It’s Okay to be Average

While searching Pinterest for the perfect quote to start this blog post with, I realized something, there weren’t any. I was looking for a quote about accepting being average, but all I could find were quotes negating that. Quotes refusing to be average, how you should strive for something more. There were hundreds of quotes saying how you should fear being average. They were making it sound like being average was the worst possible thing that could ever happen to you. Well sorry to Arthur Helps, Tozer, an endless string of proverbs, and even Taylor Swift, but I disagree..

I understand that you should push yourself to become something great and of course I agree to that, but that doesn’t mean you can’t be average and still be great. It’s very possible to be average and still be this amazing person who does amazing things. I guess what I’m trying to say is, it’s okay to be average. Being average doesn’t mean your not trying, it just means you’re not the best at that one certain thing.

Stored items
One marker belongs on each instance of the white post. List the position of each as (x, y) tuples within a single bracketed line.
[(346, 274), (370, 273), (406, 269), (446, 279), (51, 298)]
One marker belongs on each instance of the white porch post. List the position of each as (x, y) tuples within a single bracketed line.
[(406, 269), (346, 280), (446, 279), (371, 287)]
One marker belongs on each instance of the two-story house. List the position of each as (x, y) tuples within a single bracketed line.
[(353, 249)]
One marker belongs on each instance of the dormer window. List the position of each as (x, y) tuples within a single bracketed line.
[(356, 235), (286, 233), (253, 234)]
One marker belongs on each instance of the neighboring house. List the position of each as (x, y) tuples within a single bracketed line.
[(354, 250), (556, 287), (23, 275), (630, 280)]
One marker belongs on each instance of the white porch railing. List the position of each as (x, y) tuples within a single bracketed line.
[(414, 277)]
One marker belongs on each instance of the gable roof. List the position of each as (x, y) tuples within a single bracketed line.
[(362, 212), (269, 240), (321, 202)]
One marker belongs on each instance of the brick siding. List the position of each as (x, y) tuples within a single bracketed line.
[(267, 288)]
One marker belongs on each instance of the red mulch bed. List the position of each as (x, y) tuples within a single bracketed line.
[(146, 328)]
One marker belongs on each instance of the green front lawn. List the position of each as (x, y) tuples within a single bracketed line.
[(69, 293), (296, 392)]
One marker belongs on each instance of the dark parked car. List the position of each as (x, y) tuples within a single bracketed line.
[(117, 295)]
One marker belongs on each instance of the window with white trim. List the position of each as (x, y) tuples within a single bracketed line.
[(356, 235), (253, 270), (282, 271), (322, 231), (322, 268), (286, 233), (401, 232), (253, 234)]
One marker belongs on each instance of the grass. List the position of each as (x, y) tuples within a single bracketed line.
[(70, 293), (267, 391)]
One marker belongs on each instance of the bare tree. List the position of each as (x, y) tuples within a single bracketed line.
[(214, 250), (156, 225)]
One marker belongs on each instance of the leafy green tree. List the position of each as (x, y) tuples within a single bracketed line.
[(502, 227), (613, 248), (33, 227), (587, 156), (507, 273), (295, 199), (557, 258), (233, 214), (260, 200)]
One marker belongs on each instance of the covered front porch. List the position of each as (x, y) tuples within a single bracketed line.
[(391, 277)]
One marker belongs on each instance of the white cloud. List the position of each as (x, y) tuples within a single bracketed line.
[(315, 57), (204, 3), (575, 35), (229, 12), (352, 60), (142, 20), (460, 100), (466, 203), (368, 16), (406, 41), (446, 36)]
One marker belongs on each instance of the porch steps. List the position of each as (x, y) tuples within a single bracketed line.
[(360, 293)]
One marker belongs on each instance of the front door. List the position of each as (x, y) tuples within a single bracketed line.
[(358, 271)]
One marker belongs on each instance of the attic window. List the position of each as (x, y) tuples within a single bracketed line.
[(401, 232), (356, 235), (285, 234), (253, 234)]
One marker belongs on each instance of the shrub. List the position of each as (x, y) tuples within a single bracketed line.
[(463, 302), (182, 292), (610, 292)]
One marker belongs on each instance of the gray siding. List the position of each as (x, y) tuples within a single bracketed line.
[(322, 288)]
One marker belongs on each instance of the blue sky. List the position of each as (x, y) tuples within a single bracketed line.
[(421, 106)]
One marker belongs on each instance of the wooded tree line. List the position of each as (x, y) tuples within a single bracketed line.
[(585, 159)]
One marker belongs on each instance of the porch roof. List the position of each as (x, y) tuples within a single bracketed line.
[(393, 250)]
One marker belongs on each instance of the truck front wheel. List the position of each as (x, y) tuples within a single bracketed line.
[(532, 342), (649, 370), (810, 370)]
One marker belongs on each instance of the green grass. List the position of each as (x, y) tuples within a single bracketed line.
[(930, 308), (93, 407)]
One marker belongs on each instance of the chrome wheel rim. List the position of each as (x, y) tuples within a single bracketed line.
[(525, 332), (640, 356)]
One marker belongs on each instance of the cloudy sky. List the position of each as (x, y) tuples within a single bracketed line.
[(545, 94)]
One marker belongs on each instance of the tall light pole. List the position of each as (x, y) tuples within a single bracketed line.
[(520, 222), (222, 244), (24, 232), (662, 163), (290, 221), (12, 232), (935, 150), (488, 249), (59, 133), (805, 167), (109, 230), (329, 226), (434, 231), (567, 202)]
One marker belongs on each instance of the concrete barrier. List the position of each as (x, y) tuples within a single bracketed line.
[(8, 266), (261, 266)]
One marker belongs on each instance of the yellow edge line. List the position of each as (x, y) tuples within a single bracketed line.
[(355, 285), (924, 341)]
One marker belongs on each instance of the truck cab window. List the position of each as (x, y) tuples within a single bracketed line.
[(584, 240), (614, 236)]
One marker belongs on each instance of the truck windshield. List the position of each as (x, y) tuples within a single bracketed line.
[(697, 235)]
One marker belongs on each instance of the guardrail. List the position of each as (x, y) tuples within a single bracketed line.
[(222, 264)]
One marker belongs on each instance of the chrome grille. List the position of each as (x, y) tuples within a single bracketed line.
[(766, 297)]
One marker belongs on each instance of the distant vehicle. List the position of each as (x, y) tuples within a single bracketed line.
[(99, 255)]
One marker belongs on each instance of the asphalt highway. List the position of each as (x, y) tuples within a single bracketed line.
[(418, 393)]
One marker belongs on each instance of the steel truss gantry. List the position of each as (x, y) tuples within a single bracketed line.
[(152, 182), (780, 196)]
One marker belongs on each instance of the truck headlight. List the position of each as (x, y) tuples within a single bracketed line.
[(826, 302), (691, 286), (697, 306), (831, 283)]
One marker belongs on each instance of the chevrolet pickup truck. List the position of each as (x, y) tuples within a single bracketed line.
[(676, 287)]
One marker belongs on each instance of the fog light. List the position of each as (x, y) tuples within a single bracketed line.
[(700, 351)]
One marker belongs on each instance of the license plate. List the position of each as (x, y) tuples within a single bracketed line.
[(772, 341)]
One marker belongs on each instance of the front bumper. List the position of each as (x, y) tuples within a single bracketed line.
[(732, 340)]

* [EXERCISE GOAL]
Transcribe the blog post on being average word for word, everything from "While searching Pinterest" down to "Swift, but I disagree..".

* [SOLUTION FOR THIS TASK]
While searching Pinterest for the perfect quote to start this blog post with, I realized something, there weren’t any. I was looking for a quote about accepting being average, but all I could find were quotes negating that. Quotes refusing to be average, how you should strive for something more. There were hundreds of quotes saying how you should fear being average. They were making it sound like being average was the worst possible thing that could ever happen to you. Well sorry to Arthur Helps, Tozer, an endless string of proverbs, and even Taylor Swift, but I disagree..